> **To be done**: Convert every line of the records below into a Markdown table with two columns, Row for the row number and Text for the line, leaving out blank lines.

> **Data listing**:
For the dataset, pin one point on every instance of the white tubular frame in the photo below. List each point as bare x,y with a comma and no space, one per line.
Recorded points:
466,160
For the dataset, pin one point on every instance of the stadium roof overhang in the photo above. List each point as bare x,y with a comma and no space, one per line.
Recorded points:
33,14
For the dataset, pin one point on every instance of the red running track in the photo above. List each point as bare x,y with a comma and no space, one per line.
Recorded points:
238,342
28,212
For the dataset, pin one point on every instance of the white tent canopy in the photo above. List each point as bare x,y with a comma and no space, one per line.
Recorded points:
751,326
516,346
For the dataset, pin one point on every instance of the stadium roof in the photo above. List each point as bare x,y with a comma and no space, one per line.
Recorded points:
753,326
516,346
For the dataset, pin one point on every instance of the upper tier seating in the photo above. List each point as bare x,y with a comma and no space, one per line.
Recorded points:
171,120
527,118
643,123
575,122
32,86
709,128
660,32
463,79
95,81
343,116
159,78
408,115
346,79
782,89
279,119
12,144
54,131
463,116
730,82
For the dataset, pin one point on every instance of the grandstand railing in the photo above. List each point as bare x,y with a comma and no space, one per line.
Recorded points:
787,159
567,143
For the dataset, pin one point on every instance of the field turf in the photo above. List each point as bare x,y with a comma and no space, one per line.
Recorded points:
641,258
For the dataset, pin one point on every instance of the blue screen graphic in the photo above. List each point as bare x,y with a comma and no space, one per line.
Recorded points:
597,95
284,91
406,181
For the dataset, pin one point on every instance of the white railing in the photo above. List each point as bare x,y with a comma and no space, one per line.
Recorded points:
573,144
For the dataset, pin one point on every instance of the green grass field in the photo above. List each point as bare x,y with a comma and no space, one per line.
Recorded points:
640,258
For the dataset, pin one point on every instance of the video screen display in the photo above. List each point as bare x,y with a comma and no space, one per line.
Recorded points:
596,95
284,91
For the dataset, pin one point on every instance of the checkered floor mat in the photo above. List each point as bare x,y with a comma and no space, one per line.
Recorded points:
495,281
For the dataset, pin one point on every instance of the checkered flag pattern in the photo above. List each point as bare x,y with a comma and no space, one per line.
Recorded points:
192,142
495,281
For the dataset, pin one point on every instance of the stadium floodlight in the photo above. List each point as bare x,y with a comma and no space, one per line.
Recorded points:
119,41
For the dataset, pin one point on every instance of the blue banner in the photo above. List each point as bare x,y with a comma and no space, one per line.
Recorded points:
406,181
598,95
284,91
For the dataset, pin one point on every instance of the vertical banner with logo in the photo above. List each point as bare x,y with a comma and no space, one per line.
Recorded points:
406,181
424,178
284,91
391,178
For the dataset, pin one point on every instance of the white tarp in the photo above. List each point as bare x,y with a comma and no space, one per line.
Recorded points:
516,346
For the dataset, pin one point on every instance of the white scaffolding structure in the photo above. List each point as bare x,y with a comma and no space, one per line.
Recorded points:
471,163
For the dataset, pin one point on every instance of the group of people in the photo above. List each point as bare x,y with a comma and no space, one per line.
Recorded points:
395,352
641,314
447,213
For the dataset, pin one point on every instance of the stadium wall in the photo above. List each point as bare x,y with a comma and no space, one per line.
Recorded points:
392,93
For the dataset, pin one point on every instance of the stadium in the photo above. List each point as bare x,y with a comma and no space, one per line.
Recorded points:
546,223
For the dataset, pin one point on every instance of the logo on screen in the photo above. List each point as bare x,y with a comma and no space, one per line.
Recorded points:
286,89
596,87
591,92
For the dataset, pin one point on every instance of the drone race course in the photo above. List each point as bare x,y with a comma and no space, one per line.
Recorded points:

> **Exercise response**:
| Row | Text |
|---|---|
| 1 | For the dataset, pin one point on every instance of the white tubular frame in the photo below. List each point as bare x,y with a comma and no space, one per line. |
| 2 | Recorded points: |
| 3 | 466,160 |
| 4 | For the dataset, pin one point on every instance of the stadium roof overhang in the photo above. List each point as bare x,y with a comma and no space, one per line. |
| 5 | Recorded points: |
| 6 | 33,14 |
| 7 | For the dataset, pin one point on every instance of the red running track in the photo above. List each point as bare x,y with a comma and no space, one per line. |
| 8 | Recorded points: |
| 9 | 238,342 |
| 10 | 28,212 |
| 11 | For the dataset, pin one point on every instance of the white tent canopy in the photo above. List each point as bare x,y with a comma and no space, one per line. |
| 12 | Recorded points: |
| 13 | 751,326 |
| 14 | 516,346 |
| 15 | For the dataset, pin one point on every instance of the stadium roof in the photo above. List each point as bare x,y with a comma and no space, one per line. |
| 16 | Recorded points: |
| 17 | 753,326 |
| 18 | 516,346 |
| 19 | For the dataset, pin one point on every instance of the upper tier seating in the photo above. List each point as bare x,y with a comma and no space, one per line. |
| 20 | Recorded points: |
| 21 | 171,120 |
| 22 | 527,118 |
| 23 | 643,123 |
| 24 | 575,122 |
| 25 | 32,86 |
| 26 | 709,128 |
| 27 | 660,32 |
| 28 | 463,79 |
| 29 | 95,81 |
| 30 | 343,116 |
| 31 | 159,78 |
| 32 | 408,115 |
| 33 | 346,79 |
| 34 | 782,89 |
| 35 | 279,119 |
| 36 | 12,144 |
| 37 | 54,131 |
| 38 | 463,116 |
| 39 | 730,82 |
| 40 | For the dataset, pin one point on every instance of the grandstand railing in the photo above. List each point as bare x,y with a comma and no space, one per line. |
| 41 | Recorded points: |
| 42 | 787,159 |
| 43 | 567,143 |
| 44 | For the dataset, pin one point on every instance of the field turf in the photo above. List each point as bare x,y with a comma and no space, one per line. |
| 45 | Recorded points: |
| 46 | 641,258 |
| 47 | For the dataset, pin one point on every instance of the blue screen graphic in the photo above. List each point as bare x,y with a comma and no space, one per line. |
| 48 | Recorded points: |
| 49 | 597,95 |
| 50 | 284,91 |
| 51 | 406,181 |
| 52 | For the dataset, pin one point on every instance of the white railing in the photo above. List each point as bare x,y with a comma and no space, one per line. |
| 53 | Recorded points: |
| 54 | 573,144 |
| 55 | For the dataset, pin one point on every instance of the green grass field in the photo above. List each point as bare x,y with a comma and no space, one per line. |
| 56 | Recorded points: |
| 57 | 640,258 |
| 58 | For the dataset, pin one point on every instance of the video screen display in the photo above. List each point as bare x,y with a comma and no space, one per line. |
| 59 | Recorded points: |
| 60 | 596,95 |
| 61 | 284,91 |
| 62 | For the dataset, pin one point on every instance of the checkered floor mat in the photo above. List each point as bare x,y with a comma and no space, one per line. |
| 63 | Recorded points: |
| 64 | 495,281 |
| 65 | For the dataset, pin one point on every instance of the checkered flag pattern in the photo above. List each point as bare x,y with a comma and no space, one per line. |
| 66 | Recorded points: |
| 67 | 192,142 |
| 68 | 495,281 |
| 69 | For the dataset, pin one point on every instance of the stadium floodlight in the photo above. List each point as bare x,y with a comma and no space, one per line. |
| 70 | Recorded points: |
| 71 | 119,41 |
| 72 | For the dataset, pin one point on every instance of the blue banner in the photo above. List each point as bare x,y with a comma and no space, one per line. |
| 73 | Recorded points: |
| 74 | 406,181 |
| 75 | 598,95 |
| 76 | 284,91 |
| 77 | For the dataset, pin one point on every instance of the vertical banner with logo in the photo above. List each point as bare x,y with a comma and no space, one per line. |
| 78 | Recorded points: |
| 79 | 406,181 |
| 80 | 424,178 |
| 81 | 284,91 |
| 82 | 391,178 |
| 83 | For the dataset, pin one point on every instance of the white tarp in the photo above. List each point as bare x,y with a comma and no space, one per line. |
| 84 | Recorded points: |
| 85 | 516,346 |
| 86 | For the dataset, pin one point on every instance of the white scaffolding structure in the photo above. List each point as bare x,y with a comma and no space, one per line. |
| 87 | Recorded points: |
| 88 | 471,163 |
| 89 | For the dataset, pin one point on every instance of the group of people in the photo above. List each point as bare x,y with a comma and no space, one per line. |
| 90 | Recorded points: |
| 91 | 395,352 |
| 92 | 641,314 |
| 93 | 447,213 |
| 94 | For the dataset, pin one point on every instance of the stadium wall in the photo above. List each point as bare x,y with a comma and no space, one per line. |
| 95 | Recorded points: |
| 96 | 392,93 |
| 97 | For the dataset, pin one point on every instance of the stadium in the photo above. List each point as bare x,y with a comma and no space, one per line. |
| 98 | Recorded points: |
| 99 | 546,223 |
| 100 | For the dataset, pin one point on every instance of the logo on screen in the photo above. List each point as bare x,y with a comma and no space, one per line. |
| 101 | Recorded points: |
| 102 | 286,89 |
| 103 | 596,87 |
| 104 | 591,92 |
| 105 | For the dataset, pin one point on every instance of the drone race course in the photo above. List each point as bare x,y with a comma and no space, one per line. |
| 106 | Recorded points: |